→ ОТРЫВОК
▬▬▬▬▬▬▬▬▬▬
После паузы государыня еще раз прибавила:
– Бедная, бедная ваша матушка!
Я был до слез растроган добротой и сердечностью ее величества, но ничего не нашел ответить и смог только в волнении пробормотать пару благодарственных слов.
Несколько мгновений царило молчание.
– Ваше величество, я только вчера вечером вернулся из Петрограда, где пробыл два дня. Вашему величеству не угодно ли будет узнать о происходящих там событиях?
– Да! Да! Конечно, очень все это интересно.
Я начал было свой рассказ, но государыня быстро прервала меня и, встав, сказала:
– Это нам всем будет интересно узнать!.. Вы знакомы с мадам Ден?
Фамилия эта была мне знакома, но сразу я ее вспомнить не мог.
Ее величество добавила:
– Она племянница генерала Янова. Вы должны ее знать по Ливадии.
С этими словами она пошла в соседнюю комнату. Я последовал за ней. Одновременно с нами туда вошли великие княжны Мария и Анастасия Николаевны в сопровождении высокой стройной дамы, брюнетки, все трое в белых халатах.
Ее величество обратилась к вошедшим:
– Вы не знакомы? Это маленький Марков моего полка.
И, обернувшись ко мне, прибавила:
– Мария!.. Анастасия!.. Мадам Ден…
Сев на диван, она указала мне на кресло по левую руку от себя, рядом с ней села великая княжна Мария, напротив меня на кресло великая княжна Анастасия, по правую руку от нее госпожа Ден.
– Марков только вчера как вернулся из Петрограда и расскажет нам последние новости!.. Представьте себе, он, бедный, в Ялте болел натуральной оспой! Не правда ли, как это ужасно! Хорошо, что следов не осталось!..
▬▬▬▬▬▬▬▬▬▬
→ ПРЕДСТАВЛЕННЫЕ ДАННЫЕ

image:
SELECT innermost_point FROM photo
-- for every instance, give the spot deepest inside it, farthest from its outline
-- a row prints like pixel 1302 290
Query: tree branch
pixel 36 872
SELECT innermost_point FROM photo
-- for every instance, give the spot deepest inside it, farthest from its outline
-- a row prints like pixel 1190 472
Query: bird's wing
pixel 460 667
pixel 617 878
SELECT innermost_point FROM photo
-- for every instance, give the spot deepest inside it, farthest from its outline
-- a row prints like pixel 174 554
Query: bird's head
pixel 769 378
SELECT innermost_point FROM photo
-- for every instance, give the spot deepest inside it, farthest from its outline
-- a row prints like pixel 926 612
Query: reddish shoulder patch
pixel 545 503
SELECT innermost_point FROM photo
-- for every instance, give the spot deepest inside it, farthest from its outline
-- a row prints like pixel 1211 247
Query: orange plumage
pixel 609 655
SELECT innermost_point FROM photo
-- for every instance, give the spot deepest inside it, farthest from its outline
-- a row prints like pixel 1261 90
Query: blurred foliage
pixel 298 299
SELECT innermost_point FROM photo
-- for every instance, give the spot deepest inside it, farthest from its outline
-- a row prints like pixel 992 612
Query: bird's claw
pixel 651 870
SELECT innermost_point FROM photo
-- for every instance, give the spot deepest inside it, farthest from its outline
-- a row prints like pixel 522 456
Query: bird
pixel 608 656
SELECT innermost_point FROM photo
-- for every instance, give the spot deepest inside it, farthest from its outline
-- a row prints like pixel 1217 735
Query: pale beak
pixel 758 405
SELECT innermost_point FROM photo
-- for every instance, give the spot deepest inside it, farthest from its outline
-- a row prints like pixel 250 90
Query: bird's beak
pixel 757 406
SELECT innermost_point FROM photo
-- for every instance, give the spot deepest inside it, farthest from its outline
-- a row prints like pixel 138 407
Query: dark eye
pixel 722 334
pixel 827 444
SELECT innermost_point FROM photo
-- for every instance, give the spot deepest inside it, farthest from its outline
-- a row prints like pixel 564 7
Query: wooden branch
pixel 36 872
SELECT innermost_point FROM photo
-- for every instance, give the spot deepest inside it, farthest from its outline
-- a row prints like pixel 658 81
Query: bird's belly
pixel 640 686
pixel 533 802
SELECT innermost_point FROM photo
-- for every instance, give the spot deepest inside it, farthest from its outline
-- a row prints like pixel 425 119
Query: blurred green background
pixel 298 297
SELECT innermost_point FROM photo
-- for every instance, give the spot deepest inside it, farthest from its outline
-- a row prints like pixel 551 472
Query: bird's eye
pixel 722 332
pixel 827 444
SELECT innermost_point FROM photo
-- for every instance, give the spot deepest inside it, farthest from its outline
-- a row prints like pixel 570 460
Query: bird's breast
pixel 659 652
▬▬▬▬▬▬▬▬▬▬
Продолжите отрывок о приеме у государыни, начав сразу после ее слов об оспе в Ялте. Записи взяты из другого источника.

→ ПИСЬМЕННЫЙ ОТВЕТ
Я был совершенно смущен таким вниманием и начал свой рассказ. Ее величество и их высочества часто прерывали меня замечаниями. Они ужасались, до какой низости, подлости и хамства мог дойти их так ими любимый русский народ. Я чувствовал, что мой рассказ – нож острый для этих чутких, добрых и благородных царственных душ… По всему видно было, что ее величество была лучшего мнения о народе, который таил в себе такие низменные инстинкты. Был момент, когда мне стоило нечеловеческих усилий, чтобы удержать рыдания. Я спросил ее величество, где находится государь.
Государыня мне ответила, что в данный момент ей совершенно не известно его местопребывание. Великая княжна Мария дрогнувшим голосом прибавила:
– Да… Мы… Мы не знаем, где папа!..
В ее чудесных глазах блестели слезы. Этот момент был настолько трагичен, что я едва сдержался от слез. Но поразительное хладнокровие государыни придало мне сил. Лицо императрицы выражало тихую глубокую скорбь, но ни один мускул не дрогнул на ее лице, когда она произнесла такую тяжелую для нее как для любящей жены и матери фразу:
– Мы не знаем, что с его величеством и где он…
Никто не может себе представить этого неземного величия, этой истинно царственной мощи и невыразимой красоты, какими в эти минуты была обвеяна эта Женщина-Страдалица!..
В ответ на мои сожаления, что моего полка в эти дни в Царском Селе не было, государыня ответила мне:
– Да, я очень сожалею об этом! Мой командир был прав, когда, будучи у меня, просил вызвать полк, но теперь уже слишком поздно!
При этом она едва заметно покачала головой и посмотрела на меня своими грустными, полными муки глазами. Заканчивая свой рассказ, я добавил по поводу красного цвета, ставшего столь модным в столице, что и я дожил до одной красной нашивки, но та была утверждена государем императором!
После более получасовой аудиенции ее величество встала и, поблагодарив, протянула мне руку. Попрощавшись с присутствующими, я вышел из комнаты. Ее величество прошла вперед и довела меня до двери, через которую я пришел. На прощание она еще раз протянула мне свою руку и, видя мое замешательство, прибавила:
– Еще раз сердечно благодарю вас за интересный рассказ! Я уверена, что с приездом его величества все изменится! И все это во время войны… Не падайте духом! До свидания!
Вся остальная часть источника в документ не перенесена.